━━━ Given data

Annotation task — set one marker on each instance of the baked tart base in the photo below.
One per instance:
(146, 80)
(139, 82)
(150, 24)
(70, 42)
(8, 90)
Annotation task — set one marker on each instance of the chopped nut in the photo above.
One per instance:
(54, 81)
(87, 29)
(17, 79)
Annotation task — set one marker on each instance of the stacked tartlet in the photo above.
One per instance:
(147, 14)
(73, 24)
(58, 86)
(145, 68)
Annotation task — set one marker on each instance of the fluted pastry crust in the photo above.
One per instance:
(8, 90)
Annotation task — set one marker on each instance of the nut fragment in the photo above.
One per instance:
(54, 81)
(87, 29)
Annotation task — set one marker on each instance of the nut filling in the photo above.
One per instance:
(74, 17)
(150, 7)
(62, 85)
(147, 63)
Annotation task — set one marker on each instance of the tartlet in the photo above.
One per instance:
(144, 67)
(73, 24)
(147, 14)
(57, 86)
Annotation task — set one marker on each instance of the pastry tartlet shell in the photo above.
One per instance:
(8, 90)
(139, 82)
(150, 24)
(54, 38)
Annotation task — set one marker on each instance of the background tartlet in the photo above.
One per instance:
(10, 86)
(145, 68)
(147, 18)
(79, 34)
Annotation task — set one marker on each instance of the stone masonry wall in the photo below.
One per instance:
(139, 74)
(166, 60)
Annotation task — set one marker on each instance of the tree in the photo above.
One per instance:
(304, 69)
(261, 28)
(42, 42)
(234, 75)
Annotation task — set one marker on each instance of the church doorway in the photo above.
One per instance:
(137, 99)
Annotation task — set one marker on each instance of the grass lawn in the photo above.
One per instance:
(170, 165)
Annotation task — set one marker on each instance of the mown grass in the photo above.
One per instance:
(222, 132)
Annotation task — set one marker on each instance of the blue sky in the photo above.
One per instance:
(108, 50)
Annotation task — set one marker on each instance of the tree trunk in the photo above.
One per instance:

━━━━━━

Copy, from the lines above, each one that holds "pastry".

Annotation task — set one marker on each instance of the fluted pastry crust in the photo above.
Annotation task — set one marker on each instance of the pastry tartlet shell in the photo above.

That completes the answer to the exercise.